Exercise inputs >>
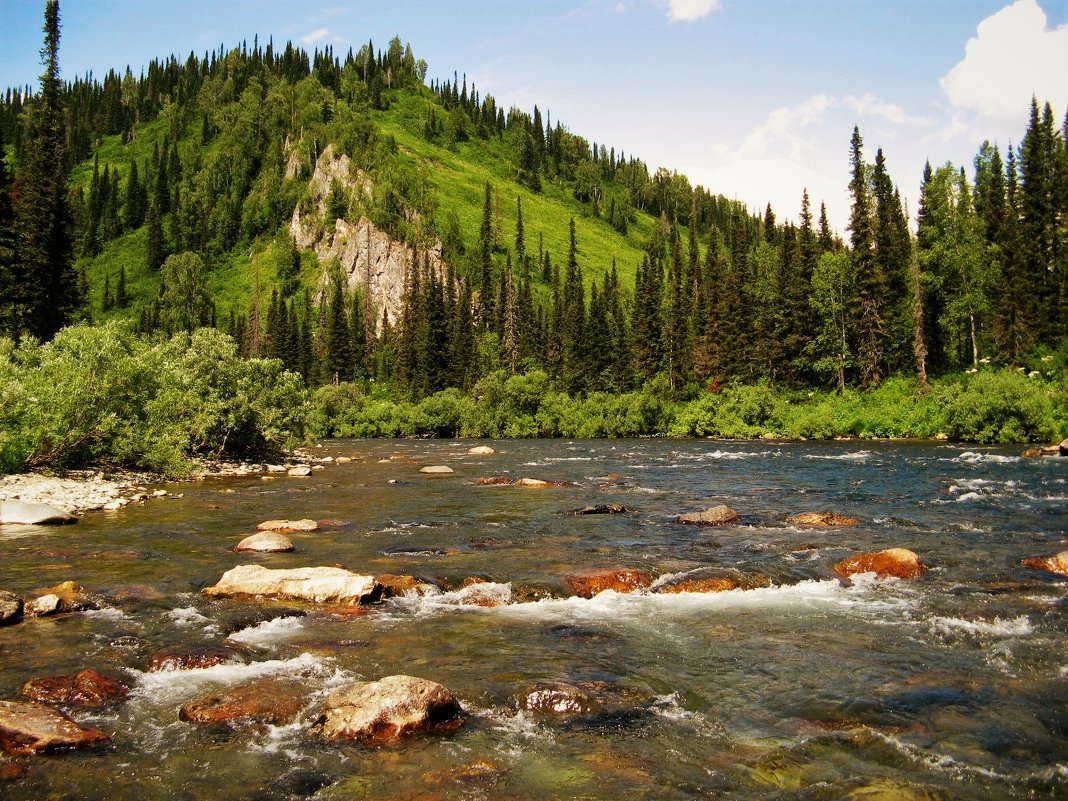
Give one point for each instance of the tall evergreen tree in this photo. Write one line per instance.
(42, 210)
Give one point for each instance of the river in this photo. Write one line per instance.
(951, 686)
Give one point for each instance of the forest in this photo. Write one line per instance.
(540, 262)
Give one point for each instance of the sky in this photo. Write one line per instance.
(754, 99)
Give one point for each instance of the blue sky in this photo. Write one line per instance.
(755, 99)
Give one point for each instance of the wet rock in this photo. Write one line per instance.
(34, 514)
(898, 562)
(304, 524)
(265, 542)
(1054, 563)
(821, 519)
(65, 597)
(11, 608)
(391, 707)
(84, 688)
(270, 701)
(711, 580)
(716, 516)
(558, 697)
(599, 508)
(32, 728)
(315, 584)
(394, 585)
(193, 658)
(589, 583)
(539, 483)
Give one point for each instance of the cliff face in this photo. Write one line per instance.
(368, 256)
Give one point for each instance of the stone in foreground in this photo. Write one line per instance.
(11, 608)
(31, 728)
(304, 524)
(716, 516)
(897, 562)
(314, 584)
(84, 688)
(265, 542)
(589, 583)
(270, 701)
(1054, 563)
(33, 514)
(392, 707)
(821, 519)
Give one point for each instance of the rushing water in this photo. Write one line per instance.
(954, 686)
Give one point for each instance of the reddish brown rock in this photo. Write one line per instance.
(392, 707)
(821, 519)
(898, 562)
(717, 516)
(589, 583)
(188, 659)
(1054, 563)
(269, 701)
(85, 688)
(712, 580)
(32, 728)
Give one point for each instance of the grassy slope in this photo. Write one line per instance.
(458, 174)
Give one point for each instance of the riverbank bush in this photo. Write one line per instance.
(101, 395)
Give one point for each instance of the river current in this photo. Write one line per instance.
(951, 686)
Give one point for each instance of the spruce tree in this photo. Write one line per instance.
(52, 293)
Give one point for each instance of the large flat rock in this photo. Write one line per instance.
(314, 584)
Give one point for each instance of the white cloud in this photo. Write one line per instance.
(687, 11)
(1012, 57)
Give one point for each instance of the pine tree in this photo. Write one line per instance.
(52, 293)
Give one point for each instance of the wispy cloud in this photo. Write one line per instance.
(687, 11)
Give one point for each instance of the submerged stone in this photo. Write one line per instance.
(589, 583)
(716, 516)
(32, 728)
(898, 562)
(392, 707)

Try it >> Output each line above exactly as it stands, omitting the pictures.

Result for this exercise >>
Give one point for each instance of the tall evergreen tree in this photo. Write one line per instance.
(42, 210)
Give one point for each instance of the river in this photo. Write one line per instance.
(951, 686)
Give one point for each instance of the forest in this photo. Write one line per instance.
(540, 262)
Give one point for each instance of the sky in this photo. Write one line per instance.
(754, 99)
Give one point for each instance of the blue sky in this photo. Write one line per instance.
(755, 99)
Give one point for each instance of the wet rock in this photo. Write one line per instance.
(34, 514)
(898, 562)
(304, 524)
(265, 542)
(1054, 563)
(821, 519)
(65, 597)
(11, 608)
(391, 707)
(84, 688)
(270, 701)
(711, 580)
(716, 516)
(558, 697)
(599, 508)
(32, 728)
(315, 584)
(394, 585)
(193, 658)
(589, 583)
(539, 483)
Give one point for each instance of the cliff face in this photo. Write one line per instance.
(368, 256)
Give one point for each instance of the stone in foreground in this photo. Write one line per instance.
(11, 608)
(31, 728)
(304, 524)
(716, 516)
(897, 562)
(314, 584)
(84, 688)
(265, 542)
(589, 583)
(270, 701)
(1054, 563)
(33, 514)
(392, 707)
(821, 519)
Give one point for each instance of the rushing water in this photo. Write one line per instance.
(954, 686)
Give one point for each instance of the reddish brown rock in this photo. Write one line per instance.
(392, 707)
(821, 519)
(898, 562)
(717, 516)
(589, 583)
(188, 659)
(1054, 563)
(269, 701)
(85, 688)
(712, 580)
(32, 728)
Give one point for each instance of the grassy slope in this photo. Write one line per instance.
(458, 174)
Give one point for each instance of the riverbank bush in this photo. Write one line per instance.
(101, 395)
Give one point for each instance of the river current in this photo. Write one line per instance.
(951, 686)
Give one point for each instance of the spruce tree in this photo. Write one line per instance.
(52, 293)
Give one point for each instance of the large flat rock in this photo. Write one line per instance.
(314, 584)
Give one point for each instance of the white cloud in this photo. Write one line per instance.
(687, 11)
(1012, 57)
Give one point for each instance of the pine tree in this photo. Write one line per instance.
(52, 293)
Give one point for each instance of the wispy cloud in this photo. Write one line per instance.
(687, 11)
Give one point for each instance of the submerged stone in this photo. Write one line per instance.
(589, 583)
(716, 516)
(32, 728)
(898, 562)
(392, 707)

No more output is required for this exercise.